Geißraute

Nicht überall, aber in manchen Regionen wie bei mir wächst sie in Hülle und Fülle am Straßen- und Wegrand, entlang von Äckern und Wiesen: die Geißraute (Galega officinalis), auch Geißkraut, Geißklee, Ziegenraute, Ziegenkraut oder Ziegenklee genannt. Was hat denn dieser Schmetterlingsblütler, der mal weiß, mal cremefarben, mal zart rosa, mal hell wasserblau, mal fliederfarben blüht, mit Geißen bzw. Ziege zu tun? Und warum trägt er das Attribut „officinalis“ im botanischen Namen, was aus eine Verwendung in der Heilkunde verweist?

**AUSGANGSDATEN:**
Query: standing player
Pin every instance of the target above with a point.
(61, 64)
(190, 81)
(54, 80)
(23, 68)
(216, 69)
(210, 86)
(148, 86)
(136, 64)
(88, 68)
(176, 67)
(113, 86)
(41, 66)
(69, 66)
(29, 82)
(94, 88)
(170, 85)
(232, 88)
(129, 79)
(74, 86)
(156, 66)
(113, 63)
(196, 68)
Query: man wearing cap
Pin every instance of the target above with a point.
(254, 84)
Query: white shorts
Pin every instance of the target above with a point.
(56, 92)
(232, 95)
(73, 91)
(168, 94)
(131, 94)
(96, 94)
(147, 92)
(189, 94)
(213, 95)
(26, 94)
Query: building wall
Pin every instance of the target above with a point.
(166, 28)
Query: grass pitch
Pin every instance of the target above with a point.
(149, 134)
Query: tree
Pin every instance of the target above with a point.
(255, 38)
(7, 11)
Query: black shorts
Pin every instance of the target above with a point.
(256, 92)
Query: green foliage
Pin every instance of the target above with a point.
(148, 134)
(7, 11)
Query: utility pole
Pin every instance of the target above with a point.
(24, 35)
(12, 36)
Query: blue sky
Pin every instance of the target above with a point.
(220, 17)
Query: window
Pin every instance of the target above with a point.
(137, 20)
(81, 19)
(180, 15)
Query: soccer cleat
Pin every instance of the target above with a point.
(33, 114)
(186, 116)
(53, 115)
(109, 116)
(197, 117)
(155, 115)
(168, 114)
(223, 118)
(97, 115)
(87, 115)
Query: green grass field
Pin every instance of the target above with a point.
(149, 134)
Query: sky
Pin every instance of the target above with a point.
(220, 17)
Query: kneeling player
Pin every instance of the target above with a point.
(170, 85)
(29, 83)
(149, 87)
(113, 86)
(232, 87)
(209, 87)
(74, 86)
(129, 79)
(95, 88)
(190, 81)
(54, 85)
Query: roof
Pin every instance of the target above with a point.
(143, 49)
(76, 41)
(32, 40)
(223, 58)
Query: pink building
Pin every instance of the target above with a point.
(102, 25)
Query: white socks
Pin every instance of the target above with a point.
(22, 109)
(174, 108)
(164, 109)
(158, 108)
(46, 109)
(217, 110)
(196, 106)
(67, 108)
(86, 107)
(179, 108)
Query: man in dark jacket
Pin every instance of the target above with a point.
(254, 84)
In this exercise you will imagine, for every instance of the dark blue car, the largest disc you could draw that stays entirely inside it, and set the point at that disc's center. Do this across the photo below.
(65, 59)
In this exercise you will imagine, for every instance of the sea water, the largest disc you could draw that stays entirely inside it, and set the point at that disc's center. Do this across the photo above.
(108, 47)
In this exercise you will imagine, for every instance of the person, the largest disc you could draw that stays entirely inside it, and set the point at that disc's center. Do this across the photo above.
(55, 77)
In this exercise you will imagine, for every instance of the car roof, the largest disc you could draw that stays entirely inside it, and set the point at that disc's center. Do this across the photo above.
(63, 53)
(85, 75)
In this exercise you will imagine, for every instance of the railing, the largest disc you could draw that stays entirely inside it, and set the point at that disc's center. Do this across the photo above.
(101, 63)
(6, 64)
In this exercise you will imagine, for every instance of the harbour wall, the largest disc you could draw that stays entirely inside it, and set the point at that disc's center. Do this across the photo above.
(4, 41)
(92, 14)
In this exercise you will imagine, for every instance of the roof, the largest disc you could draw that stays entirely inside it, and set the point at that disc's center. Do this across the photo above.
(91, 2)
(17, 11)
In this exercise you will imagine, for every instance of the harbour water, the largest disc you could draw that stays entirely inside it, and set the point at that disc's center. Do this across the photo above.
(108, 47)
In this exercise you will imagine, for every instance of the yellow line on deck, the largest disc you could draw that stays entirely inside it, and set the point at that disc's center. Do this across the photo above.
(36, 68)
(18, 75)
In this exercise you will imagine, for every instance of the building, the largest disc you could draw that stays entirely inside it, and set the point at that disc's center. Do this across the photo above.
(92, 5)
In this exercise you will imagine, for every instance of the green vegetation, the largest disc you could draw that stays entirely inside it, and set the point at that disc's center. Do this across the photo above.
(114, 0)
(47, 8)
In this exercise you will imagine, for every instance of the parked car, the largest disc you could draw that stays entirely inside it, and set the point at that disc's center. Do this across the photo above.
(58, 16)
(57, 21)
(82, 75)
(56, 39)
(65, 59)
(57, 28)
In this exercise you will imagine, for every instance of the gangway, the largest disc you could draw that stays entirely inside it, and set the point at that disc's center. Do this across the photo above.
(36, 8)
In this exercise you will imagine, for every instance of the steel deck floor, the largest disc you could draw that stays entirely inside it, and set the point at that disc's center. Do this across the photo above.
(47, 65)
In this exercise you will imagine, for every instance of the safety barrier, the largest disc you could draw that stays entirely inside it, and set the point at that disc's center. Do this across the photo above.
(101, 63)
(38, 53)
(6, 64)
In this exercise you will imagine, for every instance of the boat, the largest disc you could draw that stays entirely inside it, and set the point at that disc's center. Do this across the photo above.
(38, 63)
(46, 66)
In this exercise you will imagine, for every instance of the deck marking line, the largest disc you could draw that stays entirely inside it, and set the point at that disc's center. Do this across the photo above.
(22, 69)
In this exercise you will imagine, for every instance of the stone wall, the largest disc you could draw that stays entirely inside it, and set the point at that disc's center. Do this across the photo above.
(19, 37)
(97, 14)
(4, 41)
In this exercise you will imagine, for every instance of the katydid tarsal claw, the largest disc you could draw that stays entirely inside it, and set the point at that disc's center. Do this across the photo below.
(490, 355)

**AUFGABE:** Welchen botanischen Namen nennt der Text über die Geißraute für die Pflanze? Die Datensätze sind eigenständiges Material und gehören nicht zum Text über die Geißraute.

**ANTWORT:** Galega officinalis